Can a Local LLM REALLY be your daily coder? Framework Desktop with GLM 4.5 Air and Qwen 3 Coder

merefield · 27 August 2025 13:45

The creator tests using local large language models like GLM 4.5 Air and Qwen 3 Coder on a powerful Framework Desktop for daily coding, finding that while local LLMs can be effective, performance bottlenecks and tooling limitations require a hybrid approach combining larger, slower models for planning and smaller, faster ones for coding. Despite challenges like slow prompt processing and occasional errors, the experiment shows promise for fully local AI-assisted coding with further hardware and software improvements.

merefield · 27 August 2025 14:06

In this video, the creator takes on the challenge of using only local large language models (LLMs) for daily coding tasks, aiming to avoid any cloud-based services and associated costs. They demonstrate their setup using a Framework Desktop with 128 GB of unified memory, allocating 96 GB to VRAM, and an RTX 5090-equipped Windows machine. The goal was to test whether local models like GLM 4.5 Air, Qwen 3 Coder 30B, and GPT OSS 120B could provide a pleasant and efficient coding experience, especially focusing on handling large context windows and longer-running tasks.

• AVAILABLE DATA
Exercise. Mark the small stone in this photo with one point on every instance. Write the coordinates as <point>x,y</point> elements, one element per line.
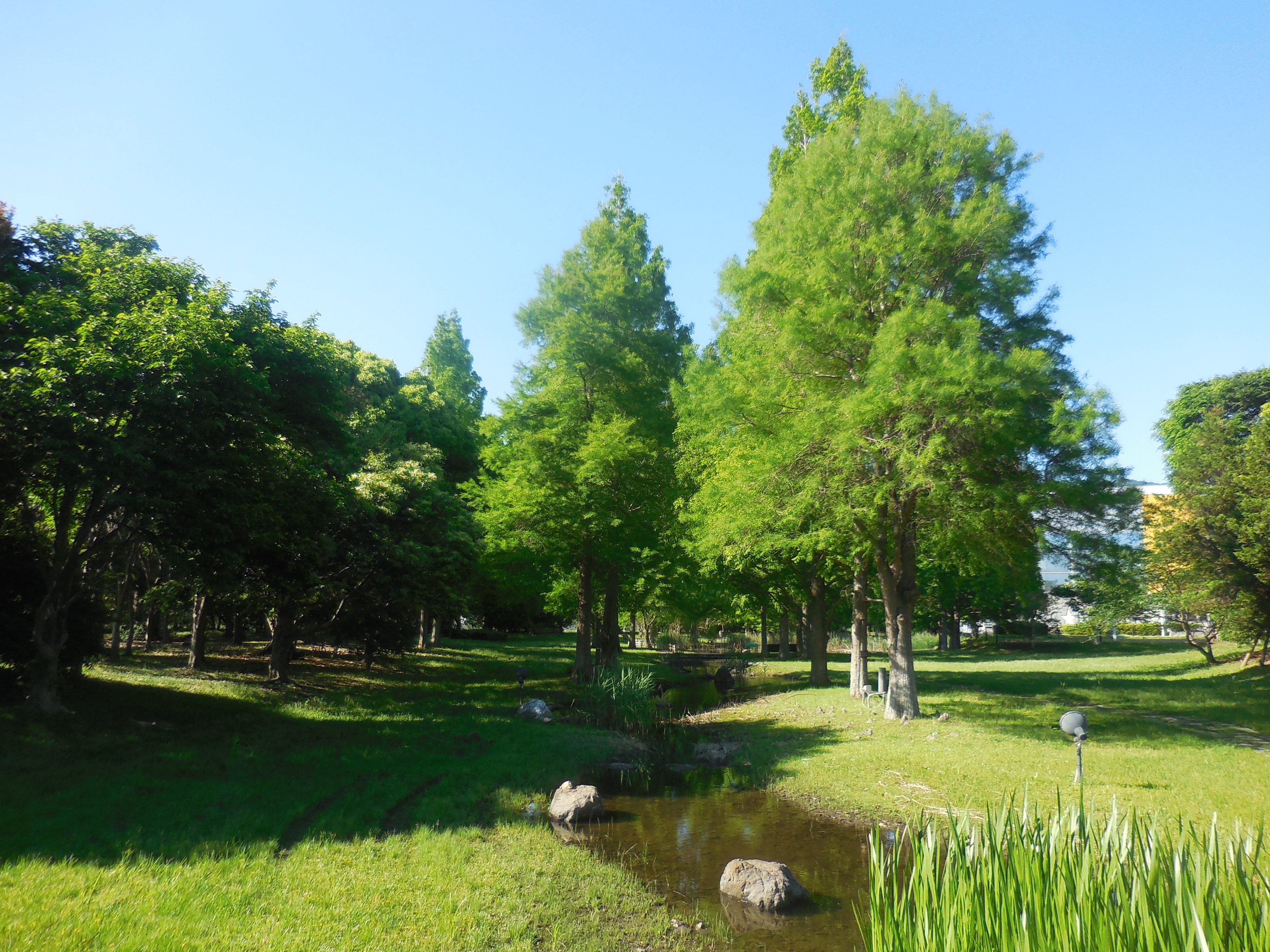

• WORK ORDER A
Rewrite the paragraph of the thread that begins "In this video, the creator takes on" as a concise list, keeping its main facts.
• WORK ORDER B
Print the passage of the thread from "merefield · 27 August 2025 14:06" to "and longer-running tasks.".

• TASK OUTPUT A
- The creator tries to do daily coding with only local large language models, avoiding cloud services and their costs.
- The setup includes a Framework Desktop with 128 GB of unified memory, 96 GB of it allocated to VRAM.
- It also includes a Windows machine with an RTX 5090.
- The models tested are GLM 4.5 Air, Qwen 3 Coder 30B and GPT OSS 120B.
- The goal is to see whether these models give a pleasant, efficient coding experience, especially with large context windows and longer-running tasks.

• TASK OUTPUT B
merefield · 27 August 2025 14:06

In this video, the creator takes on the challenge of using only local large language models (LLMs) for daily coding tasks, aiming to avoid any cloud-based services and associated costs. They demonstrate their setup using a Framework Desktop with 128 GB of unified memory, allocating 96 GB to VRAM, and an RTX 5090-equipped Windows machine. The goal was to test whether local models like GLM 4.5 Air, Qwen 3 Coder 30B, and GPT OSS 120B could provide a pleasant and efficient coding experience, especially focusing on handling large context windows and longer-running tasks.